◆ **Записи данных**
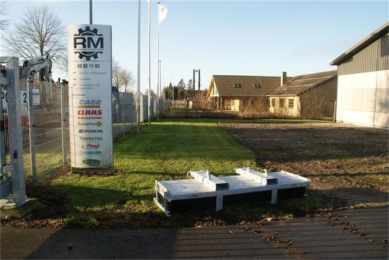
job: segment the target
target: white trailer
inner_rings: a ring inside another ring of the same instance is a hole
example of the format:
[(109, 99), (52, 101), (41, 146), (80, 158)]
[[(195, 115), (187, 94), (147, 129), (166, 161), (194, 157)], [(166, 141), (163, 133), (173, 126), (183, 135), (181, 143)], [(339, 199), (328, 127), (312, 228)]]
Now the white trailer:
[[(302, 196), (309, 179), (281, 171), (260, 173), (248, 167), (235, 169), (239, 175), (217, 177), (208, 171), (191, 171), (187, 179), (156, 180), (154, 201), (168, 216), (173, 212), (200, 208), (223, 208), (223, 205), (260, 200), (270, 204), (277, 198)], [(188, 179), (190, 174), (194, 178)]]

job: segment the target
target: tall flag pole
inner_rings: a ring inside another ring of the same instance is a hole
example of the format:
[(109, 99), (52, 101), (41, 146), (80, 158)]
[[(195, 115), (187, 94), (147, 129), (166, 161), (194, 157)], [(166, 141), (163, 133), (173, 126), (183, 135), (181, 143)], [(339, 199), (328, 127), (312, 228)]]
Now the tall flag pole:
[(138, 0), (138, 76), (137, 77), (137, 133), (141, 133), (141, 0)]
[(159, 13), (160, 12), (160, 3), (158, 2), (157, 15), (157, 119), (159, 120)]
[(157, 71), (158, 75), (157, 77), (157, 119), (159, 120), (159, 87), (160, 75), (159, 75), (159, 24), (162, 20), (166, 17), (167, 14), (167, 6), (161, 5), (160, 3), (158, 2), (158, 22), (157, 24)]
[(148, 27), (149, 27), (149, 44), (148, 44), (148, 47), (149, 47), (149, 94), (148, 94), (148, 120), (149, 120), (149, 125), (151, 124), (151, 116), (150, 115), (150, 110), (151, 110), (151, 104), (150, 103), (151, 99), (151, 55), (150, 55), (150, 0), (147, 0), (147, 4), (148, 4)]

◆ **Задание**
Поменяйте во всём материале «segment» на «outline» и приведите строки заново, оставив всё прочее без изменений. Изображения в ответ не включайте.

◆ **Выполненное задание**
job: outline the target
target: white trailer
inner_rings: a ring inside another ring of the same instance is a hole
example of the format:
[(109, 99), (52, 101), (41, 146), (80, 158)]
[[(195, 115), (187, 94), (147, 129), (166, 161), (194, 157)], [(166, 141), (163, 133), (173, 126), (183, 135), (181, 143)], [(339, 199), (328, 127), (312, 228)]]
Now the white trailer:
[[(302, 196), (309, 179), (281, 171), (260, 173), (248, 167), (235, 169), (239, 175), (217, 177), (208, 171), (191, 171), (187, 179), (156, 180), (154, 201), (168, 216), (173, 212), (200, 208), (223, 208), (223, 205), (260, 200), (270, 204), (277, 198)], [(188, 179), (190, 174), (194, 178)]]

job: outline the target
target: tall flag pole
inner_rings: a ring inside another ring of the same instance is a hole
example of the format:
[(109, 99), (52, 101), (41, 146), (80, 158)]
[[(195, 115), (187, 94), (147, 129), (166, 161), (194, 157)], [(166, 141), (163, 133), (173, 126), (183, 135), (181, 143)], [(339, 199), (328, 127), (312, 228)]]
Now the tall flag pole:
[(138, 0), (138, 76), (137, 77), (137, 133), (141, 133), (141, 0)]
[(159, 13), (160, 12), (160, 3), (158, 2), (157, 15), (157, 119), (159, 120)]
[(157, 71), (158, 75), (157, 77), (157, 119), (159, 120), (159, 87), (160, 75), (159, 75), (159, 24), (162, 20), (166, 17), (167, 14), (167, 6), (161, 5), (160, 3), (158, 2), (158, 22), (157, 24)]
[(148, 27), (149, 27), (149, 44), (148, 44), (148, 47), (149, 47), (149, 94), (148, 94), (148, 120), (149, 120), (149, 125), (151, 124), (151, 116), (150, 115), (150, 110), (151, 110), (151, 104), (150, 103), (151, 99), (151, 55), (150, 55), (150, 0), (147, 0), (147, 4), (148, 4)]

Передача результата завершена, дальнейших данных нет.